Activity: What do the lines say from the one containing "Batch processing job — object class: tall" to the end of the records? Restate them word for word, and only those.

Items listed in a dataset

[Start of section]

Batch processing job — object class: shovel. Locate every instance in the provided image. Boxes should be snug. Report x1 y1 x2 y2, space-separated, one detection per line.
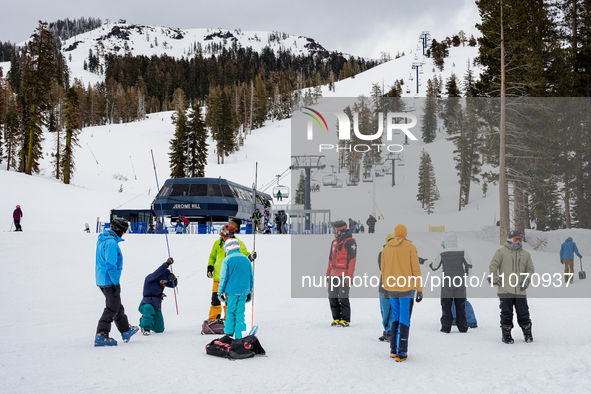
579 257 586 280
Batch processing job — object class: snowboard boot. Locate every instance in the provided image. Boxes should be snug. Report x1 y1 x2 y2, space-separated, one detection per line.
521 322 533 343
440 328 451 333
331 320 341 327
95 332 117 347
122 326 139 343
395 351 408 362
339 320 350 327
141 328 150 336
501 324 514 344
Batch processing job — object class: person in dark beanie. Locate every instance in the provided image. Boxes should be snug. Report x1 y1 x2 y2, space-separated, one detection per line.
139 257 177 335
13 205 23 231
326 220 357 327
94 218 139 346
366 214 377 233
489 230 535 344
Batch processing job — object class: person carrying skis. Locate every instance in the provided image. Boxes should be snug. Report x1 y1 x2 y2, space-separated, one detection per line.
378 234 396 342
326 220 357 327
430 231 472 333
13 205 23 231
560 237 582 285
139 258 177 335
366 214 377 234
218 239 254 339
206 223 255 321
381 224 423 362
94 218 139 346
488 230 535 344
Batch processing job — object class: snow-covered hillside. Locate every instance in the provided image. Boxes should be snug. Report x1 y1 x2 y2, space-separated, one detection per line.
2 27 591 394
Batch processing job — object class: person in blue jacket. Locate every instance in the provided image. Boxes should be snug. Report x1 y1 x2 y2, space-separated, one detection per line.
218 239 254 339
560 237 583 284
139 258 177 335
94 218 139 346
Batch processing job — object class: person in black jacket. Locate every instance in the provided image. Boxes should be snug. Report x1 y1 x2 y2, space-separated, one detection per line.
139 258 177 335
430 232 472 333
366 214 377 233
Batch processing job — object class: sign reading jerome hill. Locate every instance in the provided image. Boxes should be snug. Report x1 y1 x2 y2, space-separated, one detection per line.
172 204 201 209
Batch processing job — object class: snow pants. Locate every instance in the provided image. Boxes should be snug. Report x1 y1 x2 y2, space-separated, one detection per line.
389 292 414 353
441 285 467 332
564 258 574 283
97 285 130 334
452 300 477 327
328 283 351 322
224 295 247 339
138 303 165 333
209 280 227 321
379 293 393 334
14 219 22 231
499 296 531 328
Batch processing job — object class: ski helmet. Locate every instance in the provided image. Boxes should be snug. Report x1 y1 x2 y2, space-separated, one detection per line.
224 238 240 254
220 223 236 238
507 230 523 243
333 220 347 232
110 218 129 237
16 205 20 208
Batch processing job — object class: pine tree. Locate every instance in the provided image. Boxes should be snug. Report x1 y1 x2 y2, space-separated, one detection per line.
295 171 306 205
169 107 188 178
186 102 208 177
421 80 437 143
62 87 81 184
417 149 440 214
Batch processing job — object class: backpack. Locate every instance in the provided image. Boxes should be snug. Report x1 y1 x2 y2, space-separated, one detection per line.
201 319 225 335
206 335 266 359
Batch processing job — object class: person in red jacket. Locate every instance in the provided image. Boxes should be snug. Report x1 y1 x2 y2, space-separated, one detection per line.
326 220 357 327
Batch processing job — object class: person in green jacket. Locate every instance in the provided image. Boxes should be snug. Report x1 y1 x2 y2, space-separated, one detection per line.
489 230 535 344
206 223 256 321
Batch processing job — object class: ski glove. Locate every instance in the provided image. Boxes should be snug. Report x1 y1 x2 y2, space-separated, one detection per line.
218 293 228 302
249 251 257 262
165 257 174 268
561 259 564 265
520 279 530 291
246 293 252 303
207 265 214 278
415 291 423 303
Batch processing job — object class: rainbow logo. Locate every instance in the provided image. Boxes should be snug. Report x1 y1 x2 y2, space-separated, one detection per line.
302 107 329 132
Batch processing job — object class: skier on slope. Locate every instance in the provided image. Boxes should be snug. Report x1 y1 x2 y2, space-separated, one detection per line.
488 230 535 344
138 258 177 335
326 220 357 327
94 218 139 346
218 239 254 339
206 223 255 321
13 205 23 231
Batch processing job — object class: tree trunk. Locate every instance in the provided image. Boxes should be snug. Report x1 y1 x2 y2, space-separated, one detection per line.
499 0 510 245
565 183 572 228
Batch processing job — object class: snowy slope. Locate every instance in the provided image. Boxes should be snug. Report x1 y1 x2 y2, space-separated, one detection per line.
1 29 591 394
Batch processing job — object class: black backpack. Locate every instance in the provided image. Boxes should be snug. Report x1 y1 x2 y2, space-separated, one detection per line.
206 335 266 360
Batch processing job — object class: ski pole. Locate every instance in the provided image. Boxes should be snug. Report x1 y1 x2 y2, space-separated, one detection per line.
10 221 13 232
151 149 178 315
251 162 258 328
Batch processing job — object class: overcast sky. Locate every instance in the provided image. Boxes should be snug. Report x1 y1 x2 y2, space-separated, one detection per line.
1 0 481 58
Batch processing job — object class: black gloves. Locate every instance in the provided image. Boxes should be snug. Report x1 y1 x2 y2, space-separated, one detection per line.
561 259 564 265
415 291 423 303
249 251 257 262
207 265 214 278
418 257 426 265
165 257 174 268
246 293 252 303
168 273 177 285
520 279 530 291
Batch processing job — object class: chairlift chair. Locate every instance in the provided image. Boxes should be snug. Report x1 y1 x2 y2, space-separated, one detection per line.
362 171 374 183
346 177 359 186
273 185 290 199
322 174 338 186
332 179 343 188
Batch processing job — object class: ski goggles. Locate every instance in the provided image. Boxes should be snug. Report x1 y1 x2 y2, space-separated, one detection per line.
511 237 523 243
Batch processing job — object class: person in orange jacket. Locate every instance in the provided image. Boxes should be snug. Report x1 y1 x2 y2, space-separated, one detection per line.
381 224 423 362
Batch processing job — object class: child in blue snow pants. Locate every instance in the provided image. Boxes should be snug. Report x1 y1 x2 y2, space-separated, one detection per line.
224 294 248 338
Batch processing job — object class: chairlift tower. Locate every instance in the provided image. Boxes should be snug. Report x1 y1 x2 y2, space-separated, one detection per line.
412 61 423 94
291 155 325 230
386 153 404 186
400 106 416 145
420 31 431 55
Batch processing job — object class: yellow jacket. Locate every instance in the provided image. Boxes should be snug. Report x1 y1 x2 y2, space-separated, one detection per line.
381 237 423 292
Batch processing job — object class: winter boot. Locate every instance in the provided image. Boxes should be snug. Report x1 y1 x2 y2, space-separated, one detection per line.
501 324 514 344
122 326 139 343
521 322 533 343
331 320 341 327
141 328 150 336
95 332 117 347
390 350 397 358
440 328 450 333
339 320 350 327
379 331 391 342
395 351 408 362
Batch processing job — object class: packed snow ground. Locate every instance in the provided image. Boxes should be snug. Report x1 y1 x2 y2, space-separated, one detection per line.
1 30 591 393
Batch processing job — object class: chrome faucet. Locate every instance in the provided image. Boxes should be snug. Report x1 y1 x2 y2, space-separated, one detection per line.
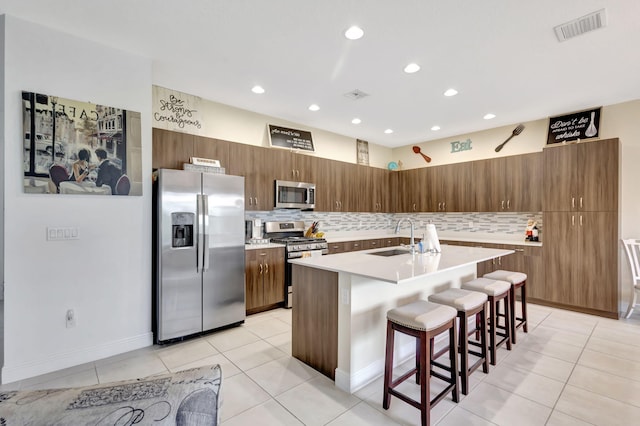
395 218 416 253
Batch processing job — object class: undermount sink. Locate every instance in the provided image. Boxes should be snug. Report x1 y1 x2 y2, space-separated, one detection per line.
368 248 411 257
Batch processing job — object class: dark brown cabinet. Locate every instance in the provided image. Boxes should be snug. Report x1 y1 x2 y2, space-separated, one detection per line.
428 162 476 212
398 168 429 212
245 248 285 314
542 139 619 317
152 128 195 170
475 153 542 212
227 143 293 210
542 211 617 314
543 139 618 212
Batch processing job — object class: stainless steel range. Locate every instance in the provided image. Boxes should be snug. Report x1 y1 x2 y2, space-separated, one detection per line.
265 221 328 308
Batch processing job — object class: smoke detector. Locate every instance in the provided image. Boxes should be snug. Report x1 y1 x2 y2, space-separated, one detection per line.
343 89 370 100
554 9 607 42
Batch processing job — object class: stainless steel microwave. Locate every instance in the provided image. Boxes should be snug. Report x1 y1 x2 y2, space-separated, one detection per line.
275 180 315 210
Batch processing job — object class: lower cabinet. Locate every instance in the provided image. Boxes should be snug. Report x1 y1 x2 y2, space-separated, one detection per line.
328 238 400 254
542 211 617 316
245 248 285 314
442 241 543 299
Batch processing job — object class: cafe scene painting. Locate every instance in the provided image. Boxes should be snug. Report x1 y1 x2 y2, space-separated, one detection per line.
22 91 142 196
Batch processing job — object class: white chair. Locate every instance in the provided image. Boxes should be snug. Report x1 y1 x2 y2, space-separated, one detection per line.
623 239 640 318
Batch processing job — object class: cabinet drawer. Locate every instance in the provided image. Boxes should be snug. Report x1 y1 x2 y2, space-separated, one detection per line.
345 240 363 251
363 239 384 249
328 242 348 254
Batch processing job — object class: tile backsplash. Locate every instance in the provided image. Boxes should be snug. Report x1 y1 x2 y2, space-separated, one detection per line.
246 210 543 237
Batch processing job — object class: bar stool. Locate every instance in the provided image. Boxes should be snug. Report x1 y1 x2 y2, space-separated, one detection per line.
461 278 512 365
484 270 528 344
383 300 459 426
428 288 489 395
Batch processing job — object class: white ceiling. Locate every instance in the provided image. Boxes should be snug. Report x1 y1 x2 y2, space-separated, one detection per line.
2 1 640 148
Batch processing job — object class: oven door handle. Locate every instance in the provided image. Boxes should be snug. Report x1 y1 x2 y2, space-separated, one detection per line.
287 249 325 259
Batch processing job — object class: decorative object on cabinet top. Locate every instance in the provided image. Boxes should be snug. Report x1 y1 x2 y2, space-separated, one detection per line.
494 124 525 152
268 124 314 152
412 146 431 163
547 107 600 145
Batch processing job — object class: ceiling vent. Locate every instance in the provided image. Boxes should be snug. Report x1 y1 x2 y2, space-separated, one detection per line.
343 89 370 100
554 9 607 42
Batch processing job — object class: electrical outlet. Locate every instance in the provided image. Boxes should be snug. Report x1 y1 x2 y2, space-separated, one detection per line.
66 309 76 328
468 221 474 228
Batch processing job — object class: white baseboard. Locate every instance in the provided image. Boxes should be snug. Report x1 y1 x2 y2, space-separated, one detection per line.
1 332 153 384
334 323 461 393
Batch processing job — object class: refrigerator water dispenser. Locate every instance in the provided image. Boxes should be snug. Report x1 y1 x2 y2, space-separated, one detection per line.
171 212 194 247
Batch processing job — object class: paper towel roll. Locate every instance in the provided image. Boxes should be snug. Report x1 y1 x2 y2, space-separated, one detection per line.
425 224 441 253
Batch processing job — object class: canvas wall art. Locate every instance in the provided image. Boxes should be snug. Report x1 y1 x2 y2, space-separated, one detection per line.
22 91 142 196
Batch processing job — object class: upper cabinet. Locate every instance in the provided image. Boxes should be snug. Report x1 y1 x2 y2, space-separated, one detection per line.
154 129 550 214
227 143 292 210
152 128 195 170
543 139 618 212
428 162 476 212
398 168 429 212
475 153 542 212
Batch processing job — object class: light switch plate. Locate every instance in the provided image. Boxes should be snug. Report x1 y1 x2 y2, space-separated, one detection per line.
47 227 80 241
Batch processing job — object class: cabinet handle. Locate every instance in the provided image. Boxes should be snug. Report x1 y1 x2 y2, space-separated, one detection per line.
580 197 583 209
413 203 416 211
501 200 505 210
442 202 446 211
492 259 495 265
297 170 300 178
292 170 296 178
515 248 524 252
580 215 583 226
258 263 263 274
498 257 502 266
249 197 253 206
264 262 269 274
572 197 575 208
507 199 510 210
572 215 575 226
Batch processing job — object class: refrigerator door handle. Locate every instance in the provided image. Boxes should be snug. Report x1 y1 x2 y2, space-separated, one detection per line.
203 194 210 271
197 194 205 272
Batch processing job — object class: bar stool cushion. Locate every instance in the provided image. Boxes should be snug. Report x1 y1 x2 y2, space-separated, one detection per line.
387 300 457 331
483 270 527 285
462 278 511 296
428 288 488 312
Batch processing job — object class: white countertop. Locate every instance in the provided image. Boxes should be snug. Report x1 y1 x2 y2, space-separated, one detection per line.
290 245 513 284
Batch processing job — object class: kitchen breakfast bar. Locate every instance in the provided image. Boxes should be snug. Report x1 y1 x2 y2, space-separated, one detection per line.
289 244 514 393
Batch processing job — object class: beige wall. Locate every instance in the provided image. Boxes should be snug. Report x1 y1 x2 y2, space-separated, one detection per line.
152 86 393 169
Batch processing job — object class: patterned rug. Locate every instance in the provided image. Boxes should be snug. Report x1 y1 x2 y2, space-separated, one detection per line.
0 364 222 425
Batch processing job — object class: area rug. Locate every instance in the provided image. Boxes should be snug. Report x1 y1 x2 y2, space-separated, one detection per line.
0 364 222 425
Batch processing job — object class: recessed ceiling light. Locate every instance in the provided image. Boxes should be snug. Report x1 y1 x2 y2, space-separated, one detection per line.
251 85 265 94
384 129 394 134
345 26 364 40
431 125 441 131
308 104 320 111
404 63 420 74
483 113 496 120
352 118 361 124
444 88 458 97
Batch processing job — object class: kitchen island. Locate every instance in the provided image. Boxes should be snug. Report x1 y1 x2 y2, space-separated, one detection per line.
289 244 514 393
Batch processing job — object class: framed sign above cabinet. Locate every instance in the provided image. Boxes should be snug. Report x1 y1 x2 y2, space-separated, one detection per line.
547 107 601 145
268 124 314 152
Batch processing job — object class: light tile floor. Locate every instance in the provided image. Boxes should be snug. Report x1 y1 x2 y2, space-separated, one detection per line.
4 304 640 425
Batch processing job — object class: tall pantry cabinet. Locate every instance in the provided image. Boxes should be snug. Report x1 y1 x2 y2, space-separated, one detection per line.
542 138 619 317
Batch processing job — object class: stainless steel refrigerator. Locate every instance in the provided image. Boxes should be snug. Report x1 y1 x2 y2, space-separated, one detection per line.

[End of section]

Exercise solution:
Batch processing job — object class: tall pantry cabinet. Locate every instance in the provided image. Boxes should be snug. Report x1 y1 x2 y2, space-separated, one detection per line.
542 138 619 317
Batch processing job — object class: stainless steel refrigerator. Locate every instance in the provided image. Boxes should be snug. Report x1 y1 x2 y2, space-separated, one detection per line.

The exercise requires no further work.